• **Task goal**
In full and without alteration, write out the data below.

• **Data in this exercise**
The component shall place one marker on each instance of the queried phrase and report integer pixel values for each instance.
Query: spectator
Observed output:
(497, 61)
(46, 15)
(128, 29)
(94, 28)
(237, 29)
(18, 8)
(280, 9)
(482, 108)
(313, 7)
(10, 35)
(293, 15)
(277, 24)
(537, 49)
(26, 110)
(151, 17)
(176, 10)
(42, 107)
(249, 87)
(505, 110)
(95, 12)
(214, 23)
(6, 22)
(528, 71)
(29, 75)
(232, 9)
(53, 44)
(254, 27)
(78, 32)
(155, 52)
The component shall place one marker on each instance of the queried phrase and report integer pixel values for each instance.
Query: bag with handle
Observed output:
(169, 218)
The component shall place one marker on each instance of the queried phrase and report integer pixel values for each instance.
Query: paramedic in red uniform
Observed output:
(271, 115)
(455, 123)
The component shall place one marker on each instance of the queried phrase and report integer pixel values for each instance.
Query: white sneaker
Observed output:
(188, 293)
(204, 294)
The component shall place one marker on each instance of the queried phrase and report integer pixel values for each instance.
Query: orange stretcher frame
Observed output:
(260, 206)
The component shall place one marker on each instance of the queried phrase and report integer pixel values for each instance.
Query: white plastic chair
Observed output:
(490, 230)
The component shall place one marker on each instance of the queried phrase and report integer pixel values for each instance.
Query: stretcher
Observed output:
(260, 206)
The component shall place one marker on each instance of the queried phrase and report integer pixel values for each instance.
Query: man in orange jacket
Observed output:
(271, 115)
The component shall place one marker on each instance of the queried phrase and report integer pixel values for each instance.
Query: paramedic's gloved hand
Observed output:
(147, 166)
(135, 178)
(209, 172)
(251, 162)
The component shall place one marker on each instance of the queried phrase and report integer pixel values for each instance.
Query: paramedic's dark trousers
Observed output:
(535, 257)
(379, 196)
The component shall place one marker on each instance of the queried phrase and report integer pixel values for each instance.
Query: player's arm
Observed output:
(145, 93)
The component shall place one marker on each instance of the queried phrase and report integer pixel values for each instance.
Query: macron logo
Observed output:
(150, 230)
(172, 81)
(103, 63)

• **Written response**
The component shall place one marker on each instance of the queried phrase and report integer pixel values for each instance.
Query: spectator
Observed output:
(497, 61)
(46, 15)
(128, 29)
(94, 28)
(237, 29)
(18, 8)
(280, 9)
(482, 108)
(313, 7)
(10, 35)
(293, 15)
(277, 24)
(537, 49)
(26, 110)
(151, 17)
(176, 10)
(42, 107)
(249, 87)
(505, 110)
(95, 12)
(214, 23)
(6, 22)
(528, 71)
(29, 75)
(232, 9)
(53, 44)
(254, 27)
(78, 32)
(155, 52)
The component shall place one marker on each instance of the queried phrase and report integer pixel values for each instance.
Query: bag with handle
Observed output:
(169, 218)
The component shall place one marker on each instance of the queried phrase and report integer pixel values for each instance.
Query: paramedic in red uniform
Observed output:
(271, 115)
(455, 123)
The component shall place one marker on each instance of the queried phrase and report integer pixel values for each instance.
Query: white sneaker
Observed output:
(188, 293)
(204, 294)
The component shall place one marker on each instance of the queried phrase and report integer pixel values for each instance.
Query: orange stretcher frame
Observed output:
(260, 206)
The component shall place one marker on each instance of the queried phrase and report integer pixel values for each instance.
Query: white plastic chair
Observed output:
(490, 230)
The component shall place one marker on each instance of the queried phrase and report integer pixel values for each instance.
Query: stretcher
Observed output:
(260, 206)
The component shall place one marker on each instance of the queried phrase and report integer pixel values for each instance.
Query: man in orange jacket
Observed output:
(271, 115)
The component shall place one marker on each instance of the queried phrase and report integer pixel values for each instance.
Query: paramedic's gloved hand
Observed output:
(147, 166)
(135, 178)
(209, 172)
(251, 162)
The component shall place one marker on each instance of the queried phrase and report integer pixel values for each instance.
Query: paramedic's dark trousers
Observed output:
(535, 257)
(379, 196)
The component shall place one marker on each instance of the queried phrase and report integer pixel values for each instance.
Query: player's arm
Observed output:
(145, 93)
The component shall place one marker on each instance of the queried phrase and report integer pixel values for each instance.
Query: macron logo
Observed output:
(150, 230)
(172, 81)
(103, 63)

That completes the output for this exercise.